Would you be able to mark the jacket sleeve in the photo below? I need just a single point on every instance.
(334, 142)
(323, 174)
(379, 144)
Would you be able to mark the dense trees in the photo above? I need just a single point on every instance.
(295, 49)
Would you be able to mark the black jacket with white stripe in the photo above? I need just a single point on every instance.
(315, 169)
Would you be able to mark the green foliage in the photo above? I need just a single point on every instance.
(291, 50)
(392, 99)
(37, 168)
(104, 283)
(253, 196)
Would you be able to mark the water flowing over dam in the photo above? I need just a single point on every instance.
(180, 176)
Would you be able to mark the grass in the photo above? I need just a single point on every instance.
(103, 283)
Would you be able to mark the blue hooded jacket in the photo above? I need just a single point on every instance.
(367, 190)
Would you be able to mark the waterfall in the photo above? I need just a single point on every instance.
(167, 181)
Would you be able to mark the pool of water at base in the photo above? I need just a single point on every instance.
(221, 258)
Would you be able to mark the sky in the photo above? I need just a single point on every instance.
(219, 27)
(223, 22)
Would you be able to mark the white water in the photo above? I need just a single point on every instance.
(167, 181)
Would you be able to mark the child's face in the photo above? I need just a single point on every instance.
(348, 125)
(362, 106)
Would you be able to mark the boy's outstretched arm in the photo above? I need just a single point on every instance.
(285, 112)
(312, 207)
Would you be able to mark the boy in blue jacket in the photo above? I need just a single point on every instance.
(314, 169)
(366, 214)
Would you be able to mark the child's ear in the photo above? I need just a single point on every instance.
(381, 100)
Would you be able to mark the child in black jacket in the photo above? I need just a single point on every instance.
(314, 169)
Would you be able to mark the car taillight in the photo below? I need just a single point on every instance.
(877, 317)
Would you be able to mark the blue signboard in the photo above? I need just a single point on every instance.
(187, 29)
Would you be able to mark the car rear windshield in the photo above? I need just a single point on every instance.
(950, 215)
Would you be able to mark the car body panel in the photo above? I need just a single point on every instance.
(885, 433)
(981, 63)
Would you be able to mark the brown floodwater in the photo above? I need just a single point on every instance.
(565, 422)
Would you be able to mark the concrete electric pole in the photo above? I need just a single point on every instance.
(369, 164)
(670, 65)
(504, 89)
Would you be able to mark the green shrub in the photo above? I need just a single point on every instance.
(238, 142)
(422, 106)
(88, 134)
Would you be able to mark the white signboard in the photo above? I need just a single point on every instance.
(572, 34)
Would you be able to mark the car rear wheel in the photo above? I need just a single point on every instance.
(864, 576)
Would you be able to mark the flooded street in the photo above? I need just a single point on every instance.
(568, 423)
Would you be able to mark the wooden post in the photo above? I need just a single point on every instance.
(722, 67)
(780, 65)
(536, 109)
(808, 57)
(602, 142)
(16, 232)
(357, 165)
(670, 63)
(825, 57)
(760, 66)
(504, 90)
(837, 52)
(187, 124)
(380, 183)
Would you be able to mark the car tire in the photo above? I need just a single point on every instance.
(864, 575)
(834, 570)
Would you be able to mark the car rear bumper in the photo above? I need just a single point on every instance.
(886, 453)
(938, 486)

■ ■ ■ ■

▸ STATED PROBLEM
Rewrite all of the rows above, changing "instance" to "occurrence" wherever it appears and leaving everything else unchanged.

▸ FINAL RESULT
Would you be able to mark the jacket sleeve in the photo below? I need just a single point on every occurrence.
(334, 142)
(323, 174)
(379, 144)
Would you be able to mark the dense trees in the photo above? I need just a single point on every occurrence.
(295, 49)
Would you be able to mark the black jacket with white stripe in the photo above? I need just a single point on every occurrence.
(315, 169)
Would you be able to mark the green foliage in the photo above? I need just a single point on every occurrence.
(291, 50)
(392, 99)
(37, 168)
(104, 283)
(253, 196)
Would you be able to mark the water flowing over dam in the photo above? I need just a single point on every occurrence.
(180, 176)
Would you be able to mark the grass in the photo above? I need just a single point on every occurrence.
(103, 283)
Would you be able to mark the blue hooded jacket in the photo above? I need just a single point on every occurrence.
(367, 190)
Would you be able to mark the waterfall in the photo above? I need just a single point on every occurrence.
(167, 181)
Would you be able to mark the pool of water at base in the photo above? I need just a single point on every occurrence.
(221, 258)
Would you be able to mark the sky in the photo above? I need just a single point on every occurrence.
(219, 27)
(223, 22)
Would you be able to mark the white water in the photo above? I need just a single point on every occurrence.
(167, 181)
Would you be able to mark the child's face in the photo above? I need just a single point on every occurrence.
(348, 125)
(362, 106)
Would you be able to mark the boy's outstretched arm in the photo above? I need just a single point on every occurrence.
(285, 112)
(312, 207)
Would you be able to mark the boy in blue jacket in the photo above? I need just a single point on every occurrence.
(314, 169)
(366, 214)
Would you be able to mark the child's ear in the photo above? I need just a single point on every occurrence.
(381, 100)
Would you be able to mark the child in black jacket in the photo above? I need just a single point on every occurrence.
(314, 169)
Would you be able to mark the car taillight in the photo below? I need just a single point on every occurrence.
(877, 317)
Would you be able to mark the blue signboard in the photo above? I need just a single point on every occurrence.
(187, 29)
Would you be able to mark the car rear windshield in the photo above? I need just a single point on every occurrence.
(950, 215)
Would you be able to mark the car body panel in the photo above? I need just a single point on every occurrence.
(885, 433)
(981, 63)
Would you be able to mark the brown floodwater in the photo above? I need just a single point on every occurrence.
(565, 422)
Would you be able to mark the concrete electric pole in the photo above? I need just a single point on every occurrence.
(369, 164)
(670, 65)
(504, 89)
Would you be able to mark the green shrub in the photo above? I need just a single point on every occurrence.
(238, 142)
(422, 106)
(88, 134)
Would you be able to mark the white signboard in the photo above? I need just a single point on every occurrence.
(572, 34)
Would you be able to mark the car rear wheel in the photo above? I need just a single point on every occurrence.
(864, 576)
Would you be able to mark the flooded street in the photo above? I need just a single point on every occurrence.
(568, 423)
Would you be able to mark the wooden post in the photo above? I need just a single point on every occurrence.
(722, 67)
(780, 65)
(536, 109)
(808, 57)
(602, 142)
(16, 232)
(357, 165)
(670, 63)
(825, 57)
(760, 66)
(504, 90)
(837, 52)
(187, 124)
(380, 183)
Would you be able to mark the car tire in the photo above? I need just a single point on every occurrence.
(864, 575)
(834, 570)
Would you be able to mark the car rear bumper in the photo above? I need just a single point on every occurrence.
(886, 453)
(938, 486)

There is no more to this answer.